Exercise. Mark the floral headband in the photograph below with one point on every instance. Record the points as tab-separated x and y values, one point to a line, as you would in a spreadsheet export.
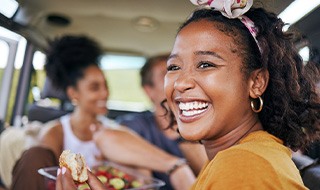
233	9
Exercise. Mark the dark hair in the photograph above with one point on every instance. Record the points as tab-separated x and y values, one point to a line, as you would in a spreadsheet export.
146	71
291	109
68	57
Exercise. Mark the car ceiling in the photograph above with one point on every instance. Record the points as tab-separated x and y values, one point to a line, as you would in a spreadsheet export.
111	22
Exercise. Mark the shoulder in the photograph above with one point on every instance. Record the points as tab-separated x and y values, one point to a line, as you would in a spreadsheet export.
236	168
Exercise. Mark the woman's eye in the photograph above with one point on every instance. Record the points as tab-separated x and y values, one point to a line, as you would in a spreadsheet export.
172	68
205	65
----
## EXERCISE AIM
Take the line in which "Exercise. Mark the dark" occurs and each subsequent line through the end; give these lines again without alteration.

## TASK ANSWER
Exercise. Mark the dark hair in the photograph above with one point on every instance. Record the points as tab-separated x and y values, one point to a line, as you would in a spreadsheet export.
146	71
291	109
68	57
Exercise. Mark the car ceiling in the photograph above with one point on every instance. Record the points as tab-separated x and y values, one point to a line, as you would in a spreadsheet export.
111	22
Exercise. Mark the shoulder in the photograph above with one point on every instance. Record the points as tab-separated x and y values, one point to a line, as you would in a spreadsheet export.
236	168
Exercise. Mark the woman's eye in the photograph above with one point on every instance. Record the points as tab-separated x and y values, one point to a line, as you would in a spreadsheet export.
172	68
205	65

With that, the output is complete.